Excerpted passage —
It was my first 3-man capsule lander, sent to deliver extra crew to my small but expanding Minmus base, back in an earlier version of KSP.  For some reason, whilst I could get ships buiult from 1.5m parts to perform perfectly on jobs around Kerbin or Minmus, my luck with 3.0m designs had been apalling.  But after testing first by launching one with a single crew member into Kerbin orbit and seeing how much dV I had left, it was time to send the first 3-man crew I'd ever launched, to Minmus.

And amazingly, everything went reasonably well at first, but if I recall correctly, the trajectory was a bit off and needed some correction. Then some more correction. Injection into Minmus orbit was a bit ropey - and so on. Suffice to say that by now, the surface of Minmus  was the only place the capsule could reach (it should've had sufficient dV to be able to return to Kerbin from Minmus orbit, if need be), but that was Ok, because the Minmus base included a fuel refinery (I was using the Kethane mod)

 

So the ship was carefully aimed at a landing close to the base, but the fuel margin was thin. And somehow, the ship seemed to just slowly be leaking dV (almost certainly I was simply just having a bad day and doing things inefficently, but it seemed that the ship was jinxed!).  I was now using manouvering jets to try to help slow the thing down as well, and accidentally nearly set the thing tumbling. More fuel wasted.

 

The design of the ship was a 3m fuel tank of similar height to the capsule directly under the capsule, then a 1.5m drum of monoprop. The main engine was directly under the monoprop, but the tiny auxiliary engines were attached to the sides of the main fuel tank, along with the manouvering thrusters and the landing legs.

 

By now, the ship is coming in too fast at about maybe 30 degrees from vertical, and was durned near out of any kind of fuel or reaction mass. I couldnt bea rteh thought of losing all three of teh crew, so I quickly made one of them EVA, hoping to get at least one of tehm down on their jetpack, but too late! he exited teh capsule only a fraction of a second before the ship hit with a flash and a boom. The Kerbal I;d EVA'd was flung off in a low, fast arc, and my stomach squirmed - I felt sure I was about to see a Kerbal pulped by smashing their space-suited body into the landscape at high  speed. But no! They bounced! Surely the next impact would kill them? I cringed, in anticipation. Astonishingly, the kerbal survived four or five successive impacts before skidding to a halt. I yipped in delight, and got him to stand up when my mouth fell open again; I was dumbfounded.

[Saved entries]

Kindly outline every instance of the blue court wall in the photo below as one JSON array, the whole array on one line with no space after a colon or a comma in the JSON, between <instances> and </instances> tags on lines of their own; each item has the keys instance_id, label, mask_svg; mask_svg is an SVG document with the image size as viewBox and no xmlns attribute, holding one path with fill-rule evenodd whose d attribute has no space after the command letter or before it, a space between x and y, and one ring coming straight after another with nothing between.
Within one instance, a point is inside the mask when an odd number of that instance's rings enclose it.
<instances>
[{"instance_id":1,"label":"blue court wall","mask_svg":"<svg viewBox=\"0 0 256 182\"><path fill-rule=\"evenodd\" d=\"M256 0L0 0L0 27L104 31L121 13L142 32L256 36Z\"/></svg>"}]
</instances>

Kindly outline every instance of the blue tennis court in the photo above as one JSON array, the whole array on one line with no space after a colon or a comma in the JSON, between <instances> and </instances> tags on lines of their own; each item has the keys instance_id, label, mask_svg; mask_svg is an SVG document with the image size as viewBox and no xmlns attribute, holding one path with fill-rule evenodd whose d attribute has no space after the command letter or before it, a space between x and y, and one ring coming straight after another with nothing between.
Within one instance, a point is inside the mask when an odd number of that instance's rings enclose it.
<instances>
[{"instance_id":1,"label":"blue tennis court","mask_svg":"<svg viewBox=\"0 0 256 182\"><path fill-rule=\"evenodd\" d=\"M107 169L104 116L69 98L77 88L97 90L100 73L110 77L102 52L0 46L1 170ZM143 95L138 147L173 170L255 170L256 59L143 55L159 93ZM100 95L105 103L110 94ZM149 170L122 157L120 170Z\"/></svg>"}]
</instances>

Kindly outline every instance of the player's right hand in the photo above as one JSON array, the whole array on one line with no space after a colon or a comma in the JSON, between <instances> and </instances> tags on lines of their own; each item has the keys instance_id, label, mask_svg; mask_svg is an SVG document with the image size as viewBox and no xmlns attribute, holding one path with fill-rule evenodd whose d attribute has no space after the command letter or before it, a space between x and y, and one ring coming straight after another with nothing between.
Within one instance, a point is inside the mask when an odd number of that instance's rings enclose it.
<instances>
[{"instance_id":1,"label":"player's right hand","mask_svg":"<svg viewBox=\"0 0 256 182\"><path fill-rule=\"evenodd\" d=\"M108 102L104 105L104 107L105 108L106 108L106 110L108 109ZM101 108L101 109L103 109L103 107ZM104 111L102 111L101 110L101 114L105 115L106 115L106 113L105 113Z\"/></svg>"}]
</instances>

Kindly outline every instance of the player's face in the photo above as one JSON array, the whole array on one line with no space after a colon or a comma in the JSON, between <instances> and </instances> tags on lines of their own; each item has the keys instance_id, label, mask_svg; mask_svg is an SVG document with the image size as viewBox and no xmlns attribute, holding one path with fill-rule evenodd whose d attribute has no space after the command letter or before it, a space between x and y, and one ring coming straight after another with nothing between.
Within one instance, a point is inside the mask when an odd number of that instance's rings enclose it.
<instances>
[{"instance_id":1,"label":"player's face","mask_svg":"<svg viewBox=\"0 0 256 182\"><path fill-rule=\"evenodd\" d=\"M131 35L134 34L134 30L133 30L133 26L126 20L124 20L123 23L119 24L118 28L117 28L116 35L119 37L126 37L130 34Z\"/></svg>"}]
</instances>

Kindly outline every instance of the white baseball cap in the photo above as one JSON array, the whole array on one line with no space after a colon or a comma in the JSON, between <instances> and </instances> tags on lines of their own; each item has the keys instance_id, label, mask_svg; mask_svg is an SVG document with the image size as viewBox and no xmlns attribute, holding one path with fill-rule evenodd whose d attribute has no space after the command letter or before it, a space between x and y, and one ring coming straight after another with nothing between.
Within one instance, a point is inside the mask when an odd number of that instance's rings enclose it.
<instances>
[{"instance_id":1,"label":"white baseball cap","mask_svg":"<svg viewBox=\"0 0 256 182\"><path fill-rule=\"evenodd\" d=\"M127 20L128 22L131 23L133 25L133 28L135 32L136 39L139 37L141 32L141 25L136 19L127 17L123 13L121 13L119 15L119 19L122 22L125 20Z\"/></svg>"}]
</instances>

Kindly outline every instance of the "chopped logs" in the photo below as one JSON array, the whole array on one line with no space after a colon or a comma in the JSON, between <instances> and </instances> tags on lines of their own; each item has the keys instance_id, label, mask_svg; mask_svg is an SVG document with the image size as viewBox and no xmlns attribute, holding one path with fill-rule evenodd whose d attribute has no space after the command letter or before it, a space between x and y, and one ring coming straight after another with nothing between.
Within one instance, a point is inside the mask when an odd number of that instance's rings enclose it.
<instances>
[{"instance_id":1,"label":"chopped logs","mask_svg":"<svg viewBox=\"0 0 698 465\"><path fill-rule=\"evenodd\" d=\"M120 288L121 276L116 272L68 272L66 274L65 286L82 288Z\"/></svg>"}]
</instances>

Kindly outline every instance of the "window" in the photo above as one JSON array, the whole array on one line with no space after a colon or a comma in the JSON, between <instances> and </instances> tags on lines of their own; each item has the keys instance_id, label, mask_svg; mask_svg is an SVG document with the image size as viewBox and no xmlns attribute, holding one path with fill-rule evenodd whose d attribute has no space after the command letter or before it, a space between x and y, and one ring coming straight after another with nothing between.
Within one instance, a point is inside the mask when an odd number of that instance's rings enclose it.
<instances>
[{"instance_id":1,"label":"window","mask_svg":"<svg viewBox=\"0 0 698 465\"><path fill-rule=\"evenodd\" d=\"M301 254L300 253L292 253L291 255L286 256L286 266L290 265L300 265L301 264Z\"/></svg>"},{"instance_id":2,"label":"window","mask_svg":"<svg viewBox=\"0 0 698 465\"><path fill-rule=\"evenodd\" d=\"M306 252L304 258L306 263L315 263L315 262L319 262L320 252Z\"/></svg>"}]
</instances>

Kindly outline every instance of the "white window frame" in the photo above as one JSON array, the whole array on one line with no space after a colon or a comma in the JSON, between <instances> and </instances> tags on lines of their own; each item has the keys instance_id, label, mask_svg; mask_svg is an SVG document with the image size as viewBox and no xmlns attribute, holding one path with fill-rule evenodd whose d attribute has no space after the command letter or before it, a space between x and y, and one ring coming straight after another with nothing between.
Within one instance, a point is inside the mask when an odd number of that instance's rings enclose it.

Challenge 1 —
Please write out the part of the Minmus landing story between "And amazingly, everything" and "the Kethane mod)", inclusive.
Challenge 2 —
Pick up the Minmus landing story after its last sentence and continue it.
The records were drawn from a separate source.

Exercise answer 1 —
And amazingly, everything went reasonably well at first, but if I recall correctly, the trajectory was a bit off and needed some correction. Then some more correction. Injection into Minmus orbit was a bit ropey - and so on. Suffice to say that by now, the surface of Minmus  was the only place the capsule could reach (it should've had sufficient dV to be able to return to Kerbin from Minmus orbit, if need be), but that was Ok, because the Minmus base included a fuel refinery (I was using the Kethane mod)

Exercise answer 2 —
Entering from the left of the screen was the ship, skidding along on the capsule side, nose-down. The main engine and the monoprop tank were gone, and two of the landing legs had buckled, but the ship was otherwise intact, and the crew had survived!  It was so perfectly timed that it could have been a cartoon, it honestly was. And so unexpected - when I heard that bang on impact, I had thought the entire ship destroyed.

 

The icing on the cake was that, having repaired the landing legs, and finding a couple of spare spherical monoprop tanks, and some spare solar panels to replace some that had been lost during the ships eventful landing,  the ship was refuelled, and, after some careful experimentation, righted. Due to Minmus' low gravity, the remaining miniature engines were sufficient to be able to get the ship into Minmus orbit and return it to Kerbin, so the pilot was able to get the ship home where it could be properly rebuilt! 

 

I've never had a ten-fifteen minutes so full of highs and lows and tension, either before or since,  as that landing on Minmus with a 3-man ship!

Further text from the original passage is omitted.